Point localization data:
__________
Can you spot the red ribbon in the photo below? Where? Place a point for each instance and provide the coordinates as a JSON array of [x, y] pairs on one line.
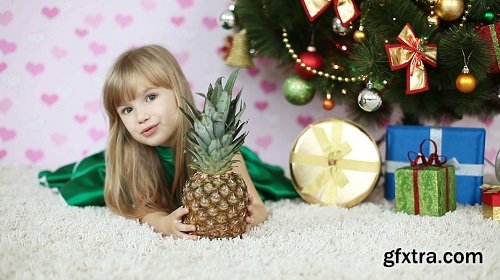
[[420, 161]]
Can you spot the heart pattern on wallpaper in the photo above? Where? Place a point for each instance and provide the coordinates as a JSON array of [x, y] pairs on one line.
[[59, 139], [177, 20], [81, 32], [10, 80], [34, 155], [97, 134], [93, 106], [36, 38], [148, 5], [264, 141], [268, 87], [304, 120], [210, 22], [50, 12], [89, 68], [3, 66], [59, 52], [97, 48], [261, 105], [80, 118], [35, 68], [6, 17], [93, 20], [5, 105], [182, 57], [185, 3], [7, 134], [49, 98], [7, 47], [123, 20]]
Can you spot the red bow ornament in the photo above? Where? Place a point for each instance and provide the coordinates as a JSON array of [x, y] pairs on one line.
[[346, 10], [412, 53]]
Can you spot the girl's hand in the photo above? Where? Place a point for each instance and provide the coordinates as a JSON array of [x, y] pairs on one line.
[[175, 227], [249, 218]]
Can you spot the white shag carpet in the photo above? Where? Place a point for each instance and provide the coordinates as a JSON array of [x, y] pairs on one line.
[[43, 239]]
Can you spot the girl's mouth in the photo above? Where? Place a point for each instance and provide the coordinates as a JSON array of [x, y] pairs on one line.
[[149, 130]]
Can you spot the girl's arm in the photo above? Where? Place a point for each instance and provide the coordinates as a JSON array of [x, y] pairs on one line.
[[257, 209]]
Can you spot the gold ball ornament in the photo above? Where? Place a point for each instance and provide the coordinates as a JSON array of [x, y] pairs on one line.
[[359, 36], [466, 82], [449, 10], [433, 20]]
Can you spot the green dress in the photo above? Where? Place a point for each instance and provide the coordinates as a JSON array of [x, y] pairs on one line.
[[82, 183]]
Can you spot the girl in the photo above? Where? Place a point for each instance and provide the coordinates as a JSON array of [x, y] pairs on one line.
[[144, 166]]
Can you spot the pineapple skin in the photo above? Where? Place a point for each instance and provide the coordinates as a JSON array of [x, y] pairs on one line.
[[217, 204]]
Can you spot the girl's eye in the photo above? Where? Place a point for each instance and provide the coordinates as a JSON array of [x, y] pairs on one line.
[[126, 110], [151, 97]]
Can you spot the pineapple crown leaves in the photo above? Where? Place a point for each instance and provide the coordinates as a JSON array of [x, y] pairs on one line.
[[215, 137]]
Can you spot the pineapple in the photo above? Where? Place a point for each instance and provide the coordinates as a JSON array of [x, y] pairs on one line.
[[216, 196]]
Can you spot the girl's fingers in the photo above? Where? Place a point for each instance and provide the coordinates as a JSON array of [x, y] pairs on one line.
[[179, 212], [182, 235]]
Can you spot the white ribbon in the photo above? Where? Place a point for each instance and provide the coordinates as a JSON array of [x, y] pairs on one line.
[[461, 169]]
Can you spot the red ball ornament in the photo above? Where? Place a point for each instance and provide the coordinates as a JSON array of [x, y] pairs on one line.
[[310, 58], [328, 104]]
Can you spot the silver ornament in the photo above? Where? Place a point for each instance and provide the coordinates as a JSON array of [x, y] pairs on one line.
[[338, 28], [227, 19], [369, 98]]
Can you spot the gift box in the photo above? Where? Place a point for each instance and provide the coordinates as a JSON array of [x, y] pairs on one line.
[[427, 191], [491, 201], [491, 35], [334, 162], [464, 148]]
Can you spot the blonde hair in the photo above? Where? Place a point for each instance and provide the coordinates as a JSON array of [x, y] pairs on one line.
[[135, 183]]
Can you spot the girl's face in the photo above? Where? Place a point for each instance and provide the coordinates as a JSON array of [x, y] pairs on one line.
[[151, 117]]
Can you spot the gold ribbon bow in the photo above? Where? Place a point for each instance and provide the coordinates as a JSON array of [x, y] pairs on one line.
[[490, 188], [346, 10], [411, 53], [325, 185]]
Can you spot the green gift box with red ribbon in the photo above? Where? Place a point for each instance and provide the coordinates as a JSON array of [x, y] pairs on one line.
[[427, 186]]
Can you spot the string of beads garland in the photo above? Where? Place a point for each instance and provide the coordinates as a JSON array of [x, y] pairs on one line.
[[314, 71]]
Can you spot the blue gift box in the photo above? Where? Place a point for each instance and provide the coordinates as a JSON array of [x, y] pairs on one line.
[[464, 148]]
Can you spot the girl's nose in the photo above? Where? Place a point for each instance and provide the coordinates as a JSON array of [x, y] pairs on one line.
[[142, 117]]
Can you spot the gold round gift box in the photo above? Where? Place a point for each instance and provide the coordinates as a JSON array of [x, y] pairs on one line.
[[334, 162]]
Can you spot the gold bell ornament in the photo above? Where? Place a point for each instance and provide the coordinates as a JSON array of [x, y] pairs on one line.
[[239, 55], [466, 82]]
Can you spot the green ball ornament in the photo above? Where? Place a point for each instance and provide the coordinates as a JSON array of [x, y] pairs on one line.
[[489, 17], [298, 91]]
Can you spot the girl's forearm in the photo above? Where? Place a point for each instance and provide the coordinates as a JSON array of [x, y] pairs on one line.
[[154, 219]]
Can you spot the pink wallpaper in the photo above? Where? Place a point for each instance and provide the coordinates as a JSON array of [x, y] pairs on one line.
[[54, 56]]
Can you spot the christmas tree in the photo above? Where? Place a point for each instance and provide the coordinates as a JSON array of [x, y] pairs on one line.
[[434, 60]]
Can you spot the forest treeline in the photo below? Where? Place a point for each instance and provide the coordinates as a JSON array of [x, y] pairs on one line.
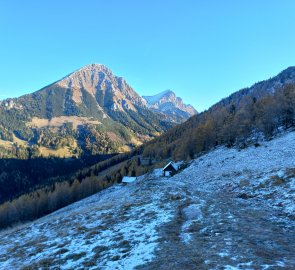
[[19, 176], [59, 192], [237, 122]]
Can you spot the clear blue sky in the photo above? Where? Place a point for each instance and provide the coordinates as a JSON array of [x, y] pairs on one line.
[[203, 50]]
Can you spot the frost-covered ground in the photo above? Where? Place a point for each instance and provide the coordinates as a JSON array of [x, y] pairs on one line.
[[229, 209]]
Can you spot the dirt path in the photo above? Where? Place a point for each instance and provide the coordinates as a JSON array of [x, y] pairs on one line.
[[220, 231]]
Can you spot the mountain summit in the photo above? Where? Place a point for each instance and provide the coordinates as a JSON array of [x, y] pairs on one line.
[[168, 103], [109, 91], [90, 111]]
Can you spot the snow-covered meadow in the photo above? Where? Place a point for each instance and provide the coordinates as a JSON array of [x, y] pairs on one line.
[[230, 209]]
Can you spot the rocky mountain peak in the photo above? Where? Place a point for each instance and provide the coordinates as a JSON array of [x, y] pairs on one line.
[[168, 103], [100, 82]]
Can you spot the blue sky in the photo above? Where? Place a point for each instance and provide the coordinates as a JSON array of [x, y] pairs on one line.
[[203, 50]]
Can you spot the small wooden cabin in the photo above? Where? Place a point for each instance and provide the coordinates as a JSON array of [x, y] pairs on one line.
[[128, 179], [170, 169]]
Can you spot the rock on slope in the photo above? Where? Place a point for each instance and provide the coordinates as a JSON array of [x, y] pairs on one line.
[[172, 106], [229, 209]]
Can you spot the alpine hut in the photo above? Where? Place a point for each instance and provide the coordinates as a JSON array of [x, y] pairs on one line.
[[170, 169]]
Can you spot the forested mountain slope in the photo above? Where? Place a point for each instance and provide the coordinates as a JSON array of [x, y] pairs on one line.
[[90, 111], [260, 110], [229, 209]]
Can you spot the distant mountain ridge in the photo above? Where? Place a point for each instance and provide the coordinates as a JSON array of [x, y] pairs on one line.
[[168, 103], [91, 110], [262, 88]]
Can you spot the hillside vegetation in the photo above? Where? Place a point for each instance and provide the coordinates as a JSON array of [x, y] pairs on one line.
[[238, 122], [245, 118]]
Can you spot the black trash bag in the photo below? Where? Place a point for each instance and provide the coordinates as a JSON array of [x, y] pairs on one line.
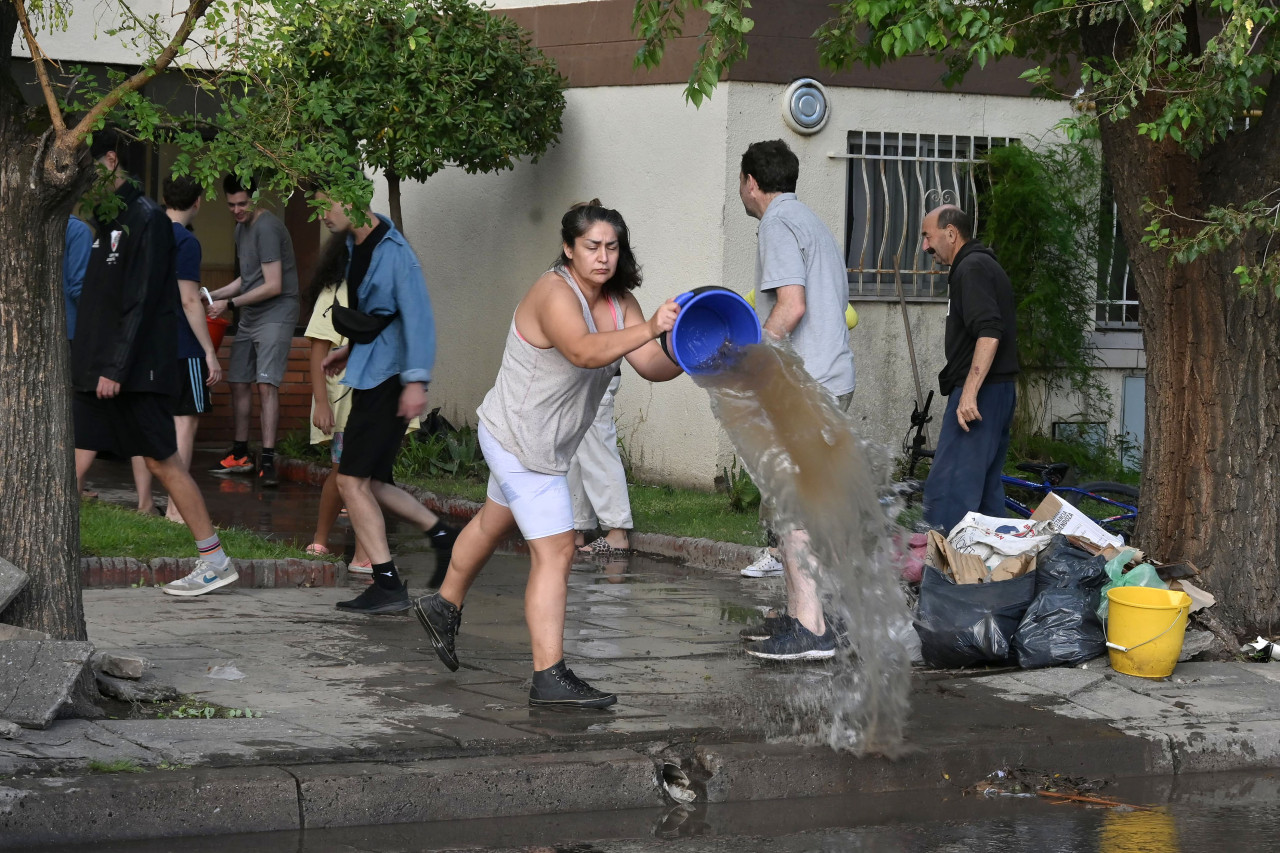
[[1064, 566], [969, 624], [1060, 626]]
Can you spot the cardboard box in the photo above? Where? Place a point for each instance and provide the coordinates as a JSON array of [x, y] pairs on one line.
[[1065, 519], [969, 568]]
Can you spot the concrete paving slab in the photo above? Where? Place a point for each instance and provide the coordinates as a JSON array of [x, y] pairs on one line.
[[440, 790], [227, 742], [72, 743], [13, 580], [1216, 747], [37, 676], [1118, 702], [100, 807]]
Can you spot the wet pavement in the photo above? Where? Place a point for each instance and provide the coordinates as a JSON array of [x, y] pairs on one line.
[[351, 720], [1234, 812]]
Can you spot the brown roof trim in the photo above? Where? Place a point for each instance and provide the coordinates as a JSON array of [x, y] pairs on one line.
[[593, 45]]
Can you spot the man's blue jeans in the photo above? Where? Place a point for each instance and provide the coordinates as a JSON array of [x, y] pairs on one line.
[[967, 466]]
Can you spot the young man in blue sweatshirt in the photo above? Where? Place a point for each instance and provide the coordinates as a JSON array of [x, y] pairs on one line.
[[389, 377]]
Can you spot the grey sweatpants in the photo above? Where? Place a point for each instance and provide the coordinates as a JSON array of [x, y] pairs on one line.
[[595, 478]]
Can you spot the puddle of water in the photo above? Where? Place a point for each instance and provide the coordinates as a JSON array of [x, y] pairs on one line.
[[1238, 812], [824, 483]]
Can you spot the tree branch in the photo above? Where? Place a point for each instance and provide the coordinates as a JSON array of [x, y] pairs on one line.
[[195, 12], [37, 56]]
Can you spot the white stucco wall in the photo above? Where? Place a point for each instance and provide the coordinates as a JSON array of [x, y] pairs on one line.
[[672, 172], [885, 395], [484, 240]]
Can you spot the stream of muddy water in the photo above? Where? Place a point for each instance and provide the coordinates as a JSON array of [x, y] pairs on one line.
__________
WORK TO BE COMPLETED
This task calls for an exact reproduction of the lines that start at the one containing "Can you spot the cardboard" and continue to the end of the entries above.

YOUR SOLUTION
Can you spot the cardboard box in the photo above? Where? Place a point for each instance and provide the coordinates as a JSON array of [x, y] pairs on one line.
[[1065, 519], [969, 568]]
Can you spot the concrete paving slab in the photo above? Where? Place a point for each instance and provide the coordinates as a JSON array of [x, y] pairs on one line.
[[440, 790], [227, 742], [72, 743], [13, 580], [1216, 747], [37, 676], [1118, 702], [100, 807]]
Can you spot the wet pavement in the photo above? Where? Place a point for each instance and provide the coordinates as a JSON array of [x, y] pairs on one line.
[[351, 720], [1234, 812]]
Can you spot the brown roof trim in the photo above? Where? Place a point for each instance and provide the coordinates as a JSON array of [x, y] pairs on one line.
[[593, 45]]
Can you spot the man's blue jeans in the photo above? Where? Place a point for each instance and provide the coordinates as a JSON array of [x, y] pairs on one line.
[[967, 466]]
Can you spot the young man in blue sweatshirt in the photo above? Where? Place a point for each instance and provide the coordinates as a JSON array of [x, y] pairs on one line.
[[389, 377]]
Can you spot the grey sweatpants in the photo above? Where? Place a point for each instance and provide the coordinates as a JSON array of [x, y] pairs on one line.
[[595, 478]]
Can you spot the puddle of water in the photo above? Where? Place a point for each instance and provide the coordinates as a JSON array of [x, y] pairs on one line.
[[1238, 812], [824, 483]]
Can you spot the tree branch in the photo above? Where? Place a point for each instance and provide the coordinates as a JSON array of [x, y] pairs on one line.
[[195, 12], [37, 56]]
Can you spot the white stucco wall in the photo above? Where? Place a point for each instance and provide the coordinates as a JSON array of [x, y] pairs on one line.
[[672, 172], [885, 395], [484, 240]]
Can you spot the stream of muddy water in the photo above? Where? Place a point for each instance and provide the coordinates as a JSON array of [x, y] pairs on one line.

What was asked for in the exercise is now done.